练习内容: 将下列全部记录以编号列表形式列出，省略空行，答案中不要包含图片。

________________________

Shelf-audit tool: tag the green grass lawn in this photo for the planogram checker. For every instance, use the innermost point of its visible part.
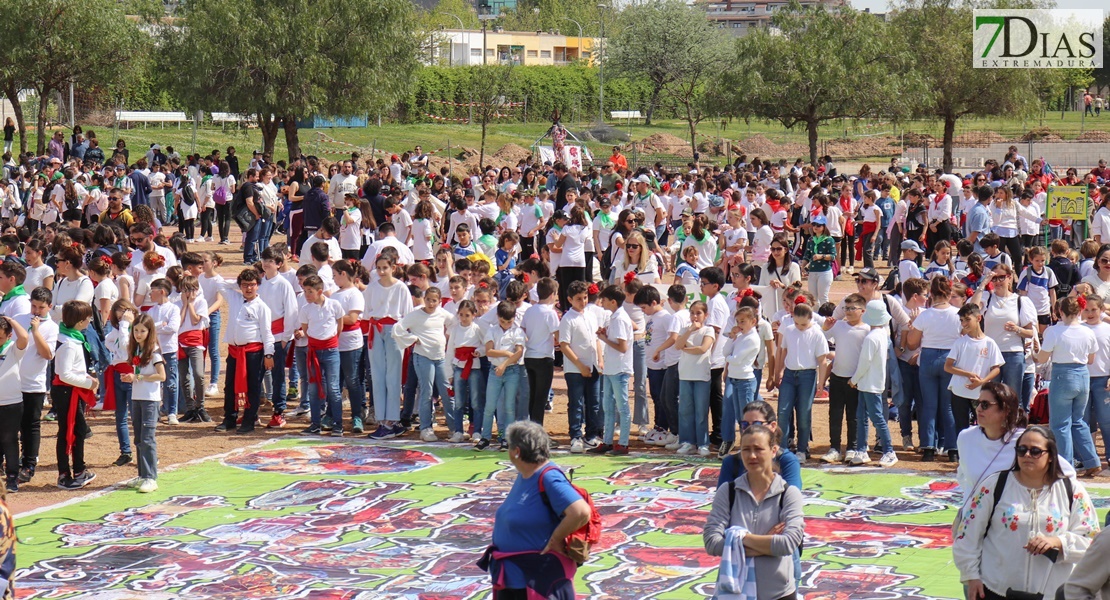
(397, 138)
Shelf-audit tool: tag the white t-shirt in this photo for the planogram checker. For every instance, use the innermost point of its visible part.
(540, 325)
(696, 367)
(1101, 365)
(1037, 285)
(655, 333)
(618, 327)
(350, 300)
(939, 327)
(999, 311)
(579, 332)
(148, 390)
(10, 360)
(849, 341)
(1069, 344)
(804, 347)
(977, 356)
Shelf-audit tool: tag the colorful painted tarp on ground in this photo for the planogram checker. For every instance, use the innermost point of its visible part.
(319, 519)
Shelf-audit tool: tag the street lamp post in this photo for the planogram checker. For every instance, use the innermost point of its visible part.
(579, 34)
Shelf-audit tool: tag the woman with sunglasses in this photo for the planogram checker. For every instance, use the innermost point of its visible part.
(1070, 346)
(1033, 507)
(1010, 321)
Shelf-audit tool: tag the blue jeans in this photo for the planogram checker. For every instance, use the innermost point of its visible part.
(1099, 408)
(501, 397)
(214, 321)
(614, 405)
(655, 378)
(144, 419)
(431, 373)
(694, 413)
(385, 379)
(639, 382)
(796, 398)
(909, 398)
(352, 380)
(1012, 374)
(738, 394)
(170, 385)
(582, 403)
(330, 382)
(251, 243)
(470, 394)
(936, 400)
(1067, 413)
(871, 406)
(122, 406)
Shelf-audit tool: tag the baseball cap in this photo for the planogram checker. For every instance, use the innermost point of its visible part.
(869, 274)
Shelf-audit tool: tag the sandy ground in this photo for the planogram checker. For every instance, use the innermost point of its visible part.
(189, 441)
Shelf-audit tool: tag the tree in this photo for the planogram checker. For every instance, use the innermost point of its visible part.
(282, 60)
(51, 46)
(949, 87)
(488, 87)
(663, 40)
(811, 67)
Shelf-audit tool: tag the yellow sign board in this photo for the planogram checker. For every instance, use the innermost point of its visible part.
(1067, 202)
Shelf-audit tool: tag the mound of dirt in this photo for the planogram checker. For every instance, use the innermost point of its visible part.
(663, 143)
(511, 154)
(978, 139)
(1093, 136)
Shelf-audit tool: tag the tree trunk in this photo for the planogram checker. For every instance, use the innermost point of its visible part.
(292, 138)
(12, 92)
(949, 135)
(651, 105)
(269, 125)
(40, 128)
(811, 125)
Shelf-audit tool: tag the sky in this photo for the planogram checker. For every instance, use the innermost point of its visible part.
(883, 6)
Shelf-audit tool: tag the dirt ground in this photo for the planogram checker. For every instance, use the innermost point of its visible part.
(189, 441)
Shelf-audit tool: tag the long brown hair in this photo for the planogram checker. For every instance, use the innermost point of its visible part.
(147, 352)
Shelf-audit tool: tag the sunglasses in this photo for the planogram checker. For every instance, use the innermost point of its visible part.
(1031, 450)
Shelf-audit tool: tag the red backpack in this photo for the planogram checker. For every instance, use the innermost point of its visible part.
(578, 542)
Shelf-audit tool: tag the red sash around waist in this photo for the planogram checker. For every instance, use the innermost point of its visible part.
(465, 354)
(80, 395)
(110, 383)
(313, 363)
(239, 353)
(377, 324)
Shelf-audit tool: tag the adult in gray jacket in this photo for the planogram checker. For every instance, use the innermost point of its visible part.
(770, 511)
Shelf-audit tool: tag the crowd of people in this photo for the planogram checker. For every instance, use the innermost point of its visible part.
(672, 302)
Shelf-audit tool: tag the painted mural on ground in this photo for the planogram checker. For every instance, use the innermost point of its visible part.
(315, 519)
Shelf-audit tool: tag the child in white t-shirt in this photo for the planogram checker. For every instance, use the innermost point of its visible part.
(974, 360)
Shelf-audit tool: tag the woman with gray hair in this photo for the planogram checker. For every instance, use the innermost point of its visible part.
(531, 527)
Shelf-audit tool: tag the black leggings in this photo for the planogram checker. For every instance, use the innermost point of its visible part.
(10, 417)
(31, 427)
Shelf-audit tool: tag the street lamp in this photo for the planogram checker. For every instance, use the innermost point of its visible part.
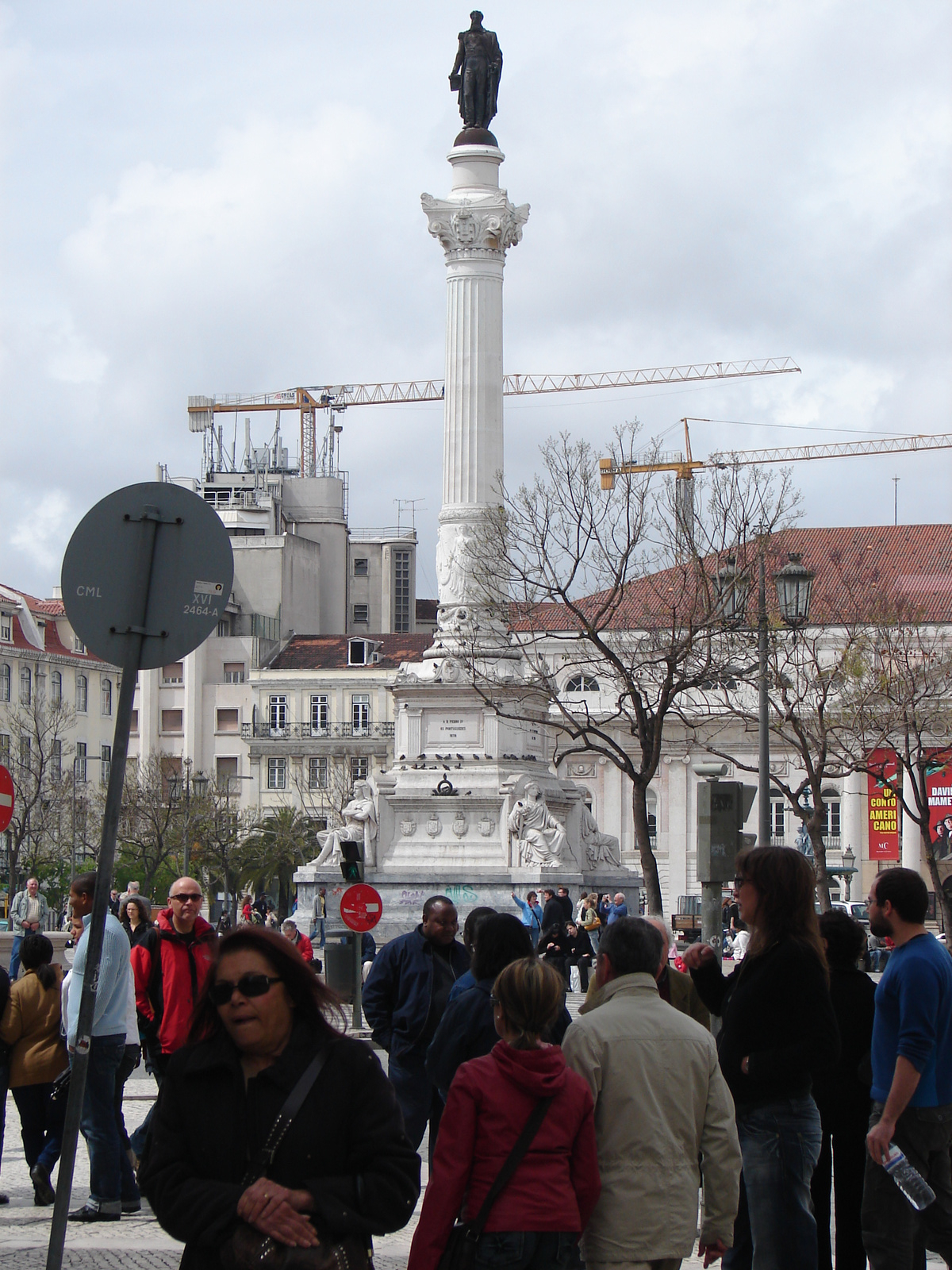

________________________

书面解答:
1. Shelf-audit tool: tag the green grass lawn in this photo for the planogram checker. For every instance, use the innermost point of its visible part.
2. (397, 138)
3. Shelf-audit tool: tag the white t-shirt in this photo for the planogram checker. For every instance, use the innermost point of its visible part.
4. (540, 325)
5. (696, 367)
6. (1101, 365)
7. (1037, 285)
8. (655, 333)
9. (618, 327)
10. (350, 300)
11. (939, 327)
12. (999, 311)
13. (579, 332)
14. (148, 390)
15. (10, 360)
16. (849, 341)
17. (1069, 344)
18. (804, 347)
19. (977, 356)
20. Shelf-audit tool: tag the colorful painted tarp on ground in this photo for the planogram checker. For every instance, use the innermost point of its visible part.
21. (319, 519)
22. Shelf-audit tool: tag the street lamp post in this photo for the planogram checker. For every instance, use the innermost point of its visible part.
23. (579, 34)
24. Shelf-audit tool: tag the woman with sunglasses in this photo for the planogram checker. For every instance, use the innermost point of its visible part.
25. (1070, 346)
26. (1033, 507)
27. (1010, 321)
28. Shelf-audit tool: tag the blue jeans in this photo for the planogram checker. For every instance, use the innermost point of its visible part.
29. (1099, 408)
30. (501, 397)
31. (214, 321)
32. (614, 405)
33. (655, 378)
34. (144, 419)
35. (431, 373)
36. (694, 413)
37. (385, 379)
38. (639, 382)
39. (796, 398)
40. (909, 398)
41. (352, 380)
42. (1012, 374)
43. (738, 394)
44. (170, 385)
45. (582, 403)
46. (330, 382)
47. (251, 243)
48. (470, 394)
49. (936, 400)
50. (1067, 413)
51. (871, 406)
52. (122, 406)
53. Shelf-audit tool: tag the baseball cap in this photo for the planogram checker. For every instance, use the innermost point of its visible part.
54. (869, 274)
55. Shelf-audit tool: tag the sandy ground in this photo for the planogram checker. For every instance, use the innermost point of its visible part.
56. (189, 441)
57. Shelf-audit tool: tag the tree in this photo for the planogram checker. For every instance, use the innermost point of its visible part.
58. (282, 60)
59. (51, 46)
60. (949, 87)
61. (488, 87)
62. (663, 40)
63. (811, 67)
64. Shelf-audit tool: tag the yellow sign board in this photo for the planogram checker. For every instance, use the innermost point of its visible part.
65. (1067, 202)
66. Shelf-audit tool: tag the mound of dirt in this photo for the planogram checker. For every instance, use the innermost point of its visible part.
67. (663, 143)
68. (511, 154)
69. (978, 139)
70. (1093, 136)
71. Shelf-audit tool: tag the tree trunk in this photo for the planogram checker. For every instance, use the innermost point of its visible part.
72. (292, 138)
73. (12, 92)
74. (949, 135)
75. (651, 105)
76. (269, 125)
77. (40, 128)
78. (811, 125)
79. Shelf-audit tool: tag the sky in this photo for the planogram checker. For every instance, use the innermost point of its visible part.
80. (883, 6)
81. Shelf-audit tool: tag the dirt ground in this photo for the planogram checker. For every instance, use the innermost point of its visible part.
82. (189, 441)
83. Shelf-audit tool: tag the long brown hair in this photo for the planogram checker. For every instance, use the innermost point of its visible part.
84. (147, 352)
85. Shelf-audit tool: tag the sunglasses in this photo for the planogram checker. For every instance, use the innermost point of its visible part.
86. (1031, 450)
87. Shelf-audit tool: tag the red backpack in this photo for the planogram checker. For every instance, use the innermost point of its visible part.
88. (578, 542)
89. Shelf-audit tool: tag the red sash around waist in this photo for the planogram checker. For every instance, use the innermost point of its visible part.
90. (465, 354)
91. (80, 395)
92. (110, 383)
93. (313, 363)
94. (239, 353)
95. (377, 324)
96. Shelf-audit tool: tag the adult in gray jacket in this photo for the planogram checker. For every instance, use the innermost point of its visible part.
97. (770, 511)
98. Shelf-audit tool: tag the crowd of people in this photo for the planogram checker. For every instance, use the innermost point of its visible part.
99. (672, 302)
100. Shelf-audit tool: tag the painted mural on ground in this photo for the planogram checker. For every instance, use the innermost point of its visible part.
101. (315, 519)
102. Shelf-audit tool: tag the child in white t-shirt in this photo for the planogram checker. For every instance, use the innermost point of its visible part.
103. (974, 360)
104. Shelf-audit tool: tag the woman with gray hair in this photo for the planogram checker. For every instance, use the innermost point of its visible part.
105. (531, 527)
106. Shelf-audit tool: tag the black leggings in this photo for the planogram checker. For every instance, use the innermost point of its visible part.
107. (10, 417)
108. (31, 427)
109. Shelf-audit tool: tag the street lamp in this photo for the planogram checker. For every instance, use the innermost point of its visible part.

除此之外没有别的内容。